Records from a data collection
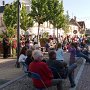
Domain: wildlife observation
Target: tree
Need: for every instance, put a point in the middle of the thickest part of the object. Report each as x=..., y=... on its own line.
x=10, y=18
x=38, y=12
x=66, y=23
x=25, y=20
x=56, y=14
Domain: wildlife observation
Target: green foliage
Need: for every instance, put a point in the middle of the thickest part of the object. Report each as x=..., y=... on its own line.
x=10, y=15
x=25, y=20
x=38, y=10
x=10, y=32
x=56, y=13
x=45, y=35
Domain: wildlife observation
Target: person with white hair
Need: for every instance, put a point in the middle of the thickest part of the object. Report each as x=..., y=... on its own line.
x=43, y=70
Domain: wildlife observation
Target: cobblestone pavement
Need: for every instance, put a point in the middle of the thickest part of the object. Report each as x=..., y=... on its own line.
x=26, y=84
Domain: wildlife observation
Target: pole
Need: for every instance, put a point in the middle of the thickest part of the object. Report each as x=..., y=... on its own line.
x=18, y=36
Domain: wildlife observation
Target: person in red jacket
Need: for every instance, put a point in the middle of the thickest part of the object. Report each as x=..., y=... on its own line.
x=43, y=70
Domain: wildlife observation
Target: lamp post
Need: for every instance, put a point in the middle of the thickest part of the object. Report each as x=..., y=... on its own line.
x=18, y=36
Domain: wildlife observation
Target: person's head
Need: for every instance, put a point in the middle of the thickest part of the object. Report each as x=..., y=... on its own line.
x=36, y=46
x=52, y=55
x=59, y=45
x=37, y=55
x=29, y=53
x=26, y=43
x=23, y=51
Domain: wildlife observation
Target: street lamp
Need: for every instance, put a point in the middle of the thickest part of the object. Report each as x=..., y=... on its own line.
x=18, y=36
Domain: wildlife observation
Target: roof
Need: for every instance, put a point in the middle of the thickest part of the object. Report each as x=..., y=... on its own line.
x=1, y=9
x=74, y=22
x=81, y=23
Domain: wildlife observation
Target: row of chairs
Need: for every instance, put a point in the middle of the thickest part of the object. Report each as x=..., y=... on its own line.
x=36, y=75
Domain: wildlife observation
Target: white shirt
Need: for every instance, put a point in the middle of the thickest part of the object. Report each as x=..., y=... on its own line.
x=22, y=58
x=59, y=54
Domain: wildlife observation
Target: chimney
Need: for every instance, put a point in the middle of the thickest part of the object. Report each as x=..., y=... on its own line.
x=3, y=3
x=75, y=18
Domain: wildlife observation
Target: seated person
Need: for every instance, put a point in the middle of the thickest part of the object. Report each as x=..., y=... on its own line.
x=43, y=70
x=61, y=67
x=79, y=53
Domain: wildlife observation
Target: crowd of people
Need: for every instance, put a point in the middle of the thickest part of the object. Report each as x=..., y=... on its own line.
x=33, y=57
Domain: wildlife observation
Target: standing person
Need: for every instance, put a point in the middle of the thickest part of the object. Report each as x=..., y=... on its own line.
x=29, y=58
x=72, y=51
x=5, y=46
x=23, y=55
x=43, y=70
x=59, y=53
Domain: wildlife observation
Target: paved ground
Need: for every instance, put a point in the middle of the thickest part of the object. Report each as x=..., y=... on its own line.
x=8, y=72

WHAT TO DO
Print exactly the line containing "Target: standing person" and every line after it through the end of the records above, and nothing else.

SOLUTION BELOW
Target: standing person
Need: for every instance, put a point in the middle of the thickest part of the object. Report each as x=..., y=... on its own line.
x=29, y=58
x=72, y=51
x=5, y=46
x=23, y=55
x=43, y=70
x=59, y=53
Domain: wildlife observation
Target: paved ground
Need: for every instance, put a point in the middle of the thickest part of the object. Report each as x=..., y=... on its own line.
x=8, y=72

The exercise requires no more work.